Task details ▸ Reproduce the records below, substituting "marker" for every occurrence of "pin" and leaving everything else unchanged.

Material for this exercise ▸
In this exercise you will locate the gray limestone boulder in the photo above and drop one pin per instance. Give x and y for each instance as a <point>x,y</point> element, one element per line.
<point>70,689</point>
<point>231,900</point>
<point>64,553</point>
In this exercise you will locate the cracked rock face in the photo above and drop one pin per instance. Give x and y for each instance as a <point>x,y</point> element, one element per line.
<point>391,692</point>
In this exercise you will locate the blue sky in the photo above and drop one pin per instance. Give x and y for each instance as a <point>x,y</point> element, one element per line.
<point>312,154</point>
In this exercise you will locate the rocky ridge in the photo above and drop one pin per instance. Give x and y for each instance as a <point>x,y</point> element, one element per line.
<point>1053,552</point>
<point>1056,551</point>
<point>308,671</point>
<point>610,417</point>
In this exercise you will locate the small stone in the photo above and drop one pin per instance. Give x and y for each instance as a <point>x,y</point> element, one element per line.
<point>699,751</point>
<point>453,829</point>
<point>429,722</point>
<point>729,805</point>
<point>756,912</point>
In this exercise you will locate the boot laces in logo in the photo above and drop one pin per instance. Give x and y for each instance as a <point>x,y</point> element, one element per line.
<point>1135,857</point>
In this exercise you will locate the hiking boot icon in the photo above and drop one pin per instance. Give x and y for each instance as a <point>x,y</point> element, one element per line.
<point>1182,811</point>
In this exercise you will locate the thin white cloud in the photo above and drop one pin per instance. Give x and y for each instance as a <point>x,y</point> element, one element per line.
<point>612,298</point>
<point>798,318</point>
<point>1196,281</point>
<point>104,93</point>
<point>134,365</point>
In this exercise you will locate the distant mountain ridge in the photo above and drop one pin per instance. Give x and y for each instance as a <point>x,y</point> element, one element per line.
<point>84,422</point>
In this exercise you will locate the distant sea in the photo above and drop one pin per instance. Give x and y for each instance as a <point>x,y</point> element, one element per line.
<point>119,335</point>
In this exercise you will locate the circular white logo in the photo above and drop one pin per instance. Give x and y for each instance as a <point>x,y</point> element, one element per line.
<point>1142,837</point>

Task output ▸
In this exercise you will locate the gray limestone boulder in the photo above and drop one marker per instance. Give x and y for each instance as a <point>x,y</point> element, one element per line.
<point>70,689</point>
<point>231,900</point>
<point>64,553</point>
In this exercise you will locate the cracked rock face in the photo above and drop one marker per instance. Give x and y for each instance as a <point>x,y</point> element, one element per line.
<point>391,692</point>
In this exercise you will locate the blue sky in the photo above and drop one marker per instance. Give x and y for each instance as a <point>x,y</point> element, one element per line.
<point>312,154</point>
In this exercise you will locate the rocky ridge in the photo above and drop one marker per instance. Give x and y for each instance as a <point>x,y</point> element, one element per line.
<point>1053,552</point>
<point>1056,551</point>
<point>308,671</point>
<point>610,417</point>
In this exercise you will locate the small stone in the photo above and drop one marker per instance. Give x and y for each instance as a <point>x,y</point> element, one element per line.
<point>699,751</point>
<point>453,829</point>
<point>429,722</point>
<point>729,805</point>
<point>756,912</point>
In this exercise you will locate the boot laces in logo in the photo above and drop one marker per instance. Give x and y for each instance as a <point>x,y</point> element, one element per line.
<point>1135,857</point>
In this exercise you will locate the hiking boot icon in the photo above and drop one marker per instance. Give x and y for each instance as a <point>x,y</point> element, one element per line.
<point>1182,811</point>
In this exercise you will locate the thin white cloud in the photo above and drop one marker per instance. Give x and y for each instance as a <point>x,y</point> element, one element per line.
<point>612,298</point>
<point>798,318</point>
<point>1196,281</point>
<point>104,93</point>
<point>134,365</point>
In this exercise you will locate the distant mountain ridge in the photo above and drop one marker per instance. Give x and y for each instance as a <point>x,y</point> element, one element per line.
<point>84,422</point>
In this exercise you will locate the distant sea in the photo above and drop one marker per instance. Give x and y for each instance as a <point>x,y</point> element, one element per line.
<point>119,335</point>
In this exercise you will locate the circular white logo in the photo above and drop one marker per instance. Give x and y for each instance as a <point>x,y</point> element, one element per line.
<point>1142,837</point>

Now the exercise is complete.